Consigne: Recopiez sans rien changer, dans l'extrait sur les lois naturelles et les essences, le passage compris entre « Or toute loi » et « et lieu précis. », ces deux segments inclus.

Extrait fourni:
* * * * *

Or toute loi (naturelle) est le résultat d'une connaissance du deuxième genre. Car elle ne nous dit que ce qui détermine telle ou telle chaîne causale "transitive", reliant entre elles des choses que les différents effets et causes ont un commun (c'est ainsi qu'elle peut "expliquer" la connaissance de l'un par la connaissance de l'autre). Une loi ne peut donc porter sur les essences. Les essences ont comme cause Dieu en tant que cause immanente, sans devoir passer par un enchaînement "dans un temps et un lieu précis". La raison, la connaissance du deuxième genre, et donc les sciences naturelles, ne concernent que l'actualité de l'essence non pas en tant qu'elle est en Dieu, éternellement, mais en tant qu'elle dure dans un temps et lieu précis.

* * * * *

Libellés des points d'objet:
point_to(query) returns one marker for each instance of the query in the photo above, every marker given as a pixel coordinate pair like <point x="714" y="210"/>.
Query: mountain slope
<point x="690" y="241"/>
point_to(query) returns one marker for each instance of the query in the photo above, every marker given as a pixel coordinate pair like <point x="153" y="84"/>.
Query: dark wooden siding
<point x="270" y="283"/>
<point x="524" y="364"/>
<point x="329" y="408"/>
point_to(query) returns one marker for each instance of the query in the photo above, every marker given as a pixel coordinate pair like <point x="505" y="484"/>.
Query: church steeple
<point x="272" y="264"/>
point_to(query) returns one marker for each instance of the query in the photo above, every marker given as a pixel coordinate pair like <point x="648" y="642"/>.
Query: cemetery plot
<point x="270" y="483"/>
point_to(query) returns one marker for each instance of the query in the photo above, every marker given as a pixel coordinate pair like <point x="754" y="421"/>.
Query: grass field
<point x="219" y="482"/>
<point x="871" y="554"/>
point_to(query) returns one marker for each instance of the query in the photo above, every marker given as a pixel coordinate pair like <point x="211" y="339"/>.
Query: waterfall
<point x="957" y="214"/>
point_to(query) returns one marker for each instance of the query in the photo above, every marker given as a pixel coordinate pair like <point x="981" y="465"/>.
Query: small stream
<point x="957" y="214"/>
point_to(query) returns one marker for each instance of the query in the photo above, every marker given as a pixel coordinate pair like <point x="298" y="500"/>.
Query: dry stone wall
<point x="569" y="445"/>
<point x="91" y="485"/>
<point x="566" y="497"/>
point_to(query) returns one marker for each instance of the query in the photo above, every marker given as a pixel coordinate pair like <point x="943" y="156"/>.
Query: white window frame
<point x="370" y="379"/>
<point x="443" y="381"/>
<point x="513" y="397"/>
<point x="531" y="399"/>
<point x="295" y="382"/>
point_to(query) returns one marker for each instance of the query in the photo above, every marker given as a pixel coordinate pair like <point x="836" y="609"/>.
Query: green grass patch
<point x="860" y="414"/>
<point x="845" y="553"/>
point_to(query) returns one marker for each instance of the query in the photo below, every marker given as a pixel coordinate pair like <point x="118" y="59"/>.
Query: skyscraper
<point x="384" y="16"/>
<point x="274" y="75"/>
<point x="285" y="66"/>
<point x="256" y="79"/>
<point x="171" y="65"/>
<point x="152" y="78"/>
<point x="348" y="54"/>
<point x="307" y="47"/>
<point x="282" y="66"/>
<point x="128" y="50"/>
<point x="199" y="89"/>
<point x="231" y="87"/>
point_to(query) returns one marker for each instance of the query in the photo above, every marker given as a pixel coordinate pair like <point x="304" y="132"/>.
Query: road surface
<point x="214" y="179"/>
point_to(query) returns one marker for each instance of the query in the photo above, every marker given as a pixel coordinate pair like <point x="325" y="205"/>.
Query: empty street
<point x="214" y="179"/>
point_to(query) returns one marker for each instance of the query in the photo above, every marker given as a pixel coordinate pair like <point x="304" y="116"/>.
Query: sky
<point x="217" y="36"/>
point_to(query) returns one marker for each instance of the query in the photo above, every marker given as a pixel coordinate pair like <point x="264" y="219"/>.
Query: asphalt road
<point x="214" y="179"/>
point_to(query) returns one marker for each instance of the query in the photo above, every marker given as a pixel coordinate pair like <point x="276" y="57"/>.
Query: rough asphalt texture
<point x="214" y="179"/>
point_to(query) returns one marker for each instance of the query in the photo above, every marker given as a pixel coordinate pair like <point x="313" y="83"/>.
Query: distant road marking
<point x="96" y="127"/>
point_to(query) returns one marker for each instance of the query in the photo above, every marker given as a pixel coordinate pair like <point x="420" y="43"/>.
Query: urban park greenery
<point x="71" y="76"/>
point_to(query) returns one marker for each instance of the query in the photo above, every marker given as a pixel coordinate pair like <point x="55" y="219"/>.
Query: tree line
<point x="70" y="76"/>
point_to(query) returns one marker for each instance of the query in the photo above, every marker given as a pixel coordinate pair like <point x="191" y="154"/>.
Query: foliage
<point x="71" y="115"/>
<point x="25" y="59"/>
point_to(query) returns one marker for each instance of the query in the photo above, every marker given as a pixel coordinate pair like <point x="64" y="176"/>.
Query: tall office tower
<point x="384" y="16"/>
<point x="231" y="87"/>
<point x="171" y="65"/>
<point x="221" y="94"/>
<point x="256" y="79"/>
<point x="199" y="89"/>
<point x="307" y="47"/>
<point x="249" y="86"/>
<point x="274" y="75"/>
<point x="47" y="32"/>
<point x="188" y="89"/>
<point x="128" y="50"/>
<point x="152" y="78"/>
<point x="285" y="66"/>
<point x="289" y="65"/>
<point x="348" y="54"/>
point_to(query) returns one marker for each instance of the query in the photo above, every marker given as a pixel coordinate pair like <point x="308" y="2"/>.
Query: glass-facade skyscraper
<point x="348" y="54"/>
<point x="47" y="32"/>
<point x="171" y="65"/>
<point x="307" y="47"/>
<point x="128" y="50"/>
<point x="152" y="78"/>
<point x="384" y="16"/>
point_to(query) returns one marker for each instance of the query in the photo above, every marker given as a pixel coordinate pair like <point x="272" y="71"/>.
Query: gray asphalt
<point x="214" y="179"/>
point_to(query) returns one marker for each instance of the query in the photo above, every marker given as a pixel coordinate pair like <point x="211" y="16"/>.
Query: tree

* * * * *

Résultat de l'exercice:
Or toute loi (naturelle) est le résultat d'une connaissance du deuxième genre. Car elle ne nous dit que ce qui détermine telle ou telle chaîne causale "transitive", reliant entre elles des choses que les différents effets et causes ont un commun (c'est ainsi qu'elle peut "expliquer" la connaissance de l'un par la connaissance de l'autre). Une loi ne peut donc porter sur les essences. Les essences ont comme cause Dieu en tant que cause immanente, sans devoir passer par un enchaînement "dans un temps et un lieu précis". La raison, la connaissance du deuxième genre, et donc les sciences naturelles, ne concernent que l'actualité de l'essence non pas en tant qu'elle est en Dieu, éternellement, mais en tant qu'elle dure dans un temps et lieu précis.